Exercise objective: Return a faithful copy of all the entries, omitting the images.

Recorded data

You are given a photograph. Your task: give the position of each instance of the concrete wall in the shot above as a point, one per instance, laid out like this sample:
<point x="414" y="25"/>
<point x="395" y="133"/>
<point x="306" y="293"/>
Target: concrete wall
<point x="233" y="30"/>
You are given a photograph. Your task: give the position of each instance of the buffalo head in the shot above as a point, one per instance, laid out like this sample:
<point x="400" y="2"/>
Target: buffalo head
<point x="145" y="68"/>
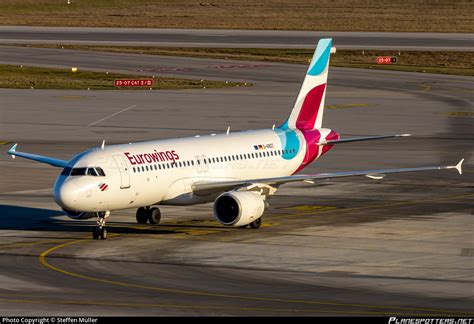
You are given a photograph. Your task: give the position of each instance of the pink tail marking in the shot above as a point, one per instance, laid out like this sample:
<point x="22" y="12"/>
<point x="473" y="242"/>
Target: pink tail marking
<point x="310" y="108"/>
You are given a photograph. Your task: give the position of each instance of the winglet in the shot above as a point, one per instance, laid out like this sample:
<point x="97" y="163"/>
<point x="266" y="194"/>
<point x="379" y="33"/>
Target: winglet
<point x="459" y="166"/>
<point x="12" y="150"/>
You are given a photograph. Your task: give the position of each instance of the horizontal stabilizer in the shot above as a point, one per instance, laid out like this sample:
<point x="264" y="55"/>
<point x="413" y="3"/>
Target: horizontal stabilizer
<point x="38" y="158"/>
<point x="359" y="139"/>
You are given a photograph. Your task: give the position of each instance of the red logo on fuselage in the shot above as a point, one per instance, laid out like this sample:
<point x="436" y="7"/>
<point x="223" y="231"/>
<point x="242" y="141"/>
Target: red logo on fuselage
<point x="152" y="157"/>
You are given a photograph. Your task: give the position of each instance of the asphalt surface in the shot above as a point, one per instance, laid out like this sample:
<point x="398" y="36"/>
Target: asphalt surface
<point x="399" y="246"/>
<point x="234" y="38"/>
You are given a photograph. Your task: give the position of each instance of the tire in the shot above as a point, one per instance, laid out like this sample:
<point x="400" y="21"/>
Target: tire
<point x="103" y="233"/>
<point x="95" y="233"/>
<point x="142" y="216"/>
<point x="154" y="215"/>
<point x="256" y="223"/>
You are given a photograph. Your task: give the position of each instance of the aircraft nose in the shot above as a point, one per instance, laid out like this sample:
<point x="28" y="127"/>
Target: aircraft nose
<point x="66" y="194"/>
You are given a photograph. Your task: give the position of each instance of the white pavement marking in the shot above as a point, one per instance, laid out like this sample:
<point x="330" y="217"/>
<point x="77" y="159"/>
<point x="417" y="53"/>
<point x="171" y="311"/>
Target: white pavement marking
<point x="114" y="114"/>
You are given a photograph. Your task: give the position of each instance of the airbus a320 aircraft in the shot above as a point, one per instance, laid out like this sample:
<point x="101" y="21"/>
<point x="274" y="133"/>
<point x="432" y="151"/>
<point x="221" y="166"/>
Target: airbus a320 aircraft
<point x="237" y="171"/>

Written response:
You are given a photograph. Your task: give the position of each instance of the concrete wall in the shot above as a point, one per instance, laid out like this sample:
<point x="414" y="25"/>
<point x="395" y="133"/>
<point x="306" y="293"/>
Target: concrete wall
<point x="233" y="30"/>
You are given a photograph. Your task: give the position of each instance of the buffalo head in the shot above as a point, one per instance, laid out like this sample:
<point x="400" y="2"/>
Target: buffalo head
<point x="145" y="68"/>
You are given a photograph. Your task: give the position of each instance of the pink tail marking in the shot above as a point, one per instance, laid out like this sample:
<point x="22" y="12"/>
<point x="473" y="242"/>
Target: pink tail marking
<point x="310" y="108"/>
You are given a photograph. Your task: give the position of each instance of the winglet in the shot above as a point, one per instance, laid out like this sample:
<point x="97" y="163"/>
<point x="266" y="194"/>
<point x="379" y="33"/>
Target: winglet
<point x="459" y="166"/>
<point x="12" y="150"/>
You are given a photograph. Your task: give the position of each instance of the horizontal stabilizer in the shot above as a point, one per instance, laid out like this sample:
<point x="264" y="55"/>
<point x="413" y="3"/>
Target: horizontal stabilizer
<point x="38" y="158"/>
<point x="359" y="139"/>
You are given a photograph. Your task: give the position of each instance of the red logo on fuselage in the shot above as a point, one per instance, laid out like this sample:
<point x="436" y="7"/>
<point x="223" y="231"/>
<point x="242" y="141"/>
Target: red logo on fuselage
<point x="152" y="157"/>
You are given a photograph. Your task: give the position of each instance of the asphalt surface in the shot above as a point, one per instance, laid out like this sample:
<point x="398" y="36"/>
Target: asphalt surface
<point x="399" y="246"/>
<point x="234" y="38"/>
You are given a photograph. Your task: give the position of each instance of the tire in the shot above as a point, one per instance, laid out like this sample:
<point x="400" y="21"/>
Target: tire
<point x="103" y="233"/>
<point x="95" y="233"/>
<point x="142" y="216"/>
<point x="154" y="215"/>
<point x="256" y="223"/>
You are given a photograph. Your task: give the position of each instance of the aircraft nose in the shot above as a point, one per instance, laid out like this sample:
<point x="28" y="127"/>
Target: aircraft nose
<point x="66" y="194"/>
You are given a photograph. Your task: give the position of each instance of the white pavement marking in the shot above as a point, one per instance, laid out like this sample:
<point x="330" y="217"/>
<point x="77" y="159"/>
<point x="417" y="53"/>
<point x="171" y="311"/>
Target: white pavement marking
<point x="114" y="114"/>
You are given a photograph. Your task: give the position of each instance of the airbus a320 aircraft in the shot above as a point, one per instance, laid out like this sample:
<point x="101" y="21"/>
<point x="274" y="133"/>
<point x="432" y="151"/>
<point x="221" y="166"/>
Target: airbus a320 aircraft
<point x="237" y="171"/>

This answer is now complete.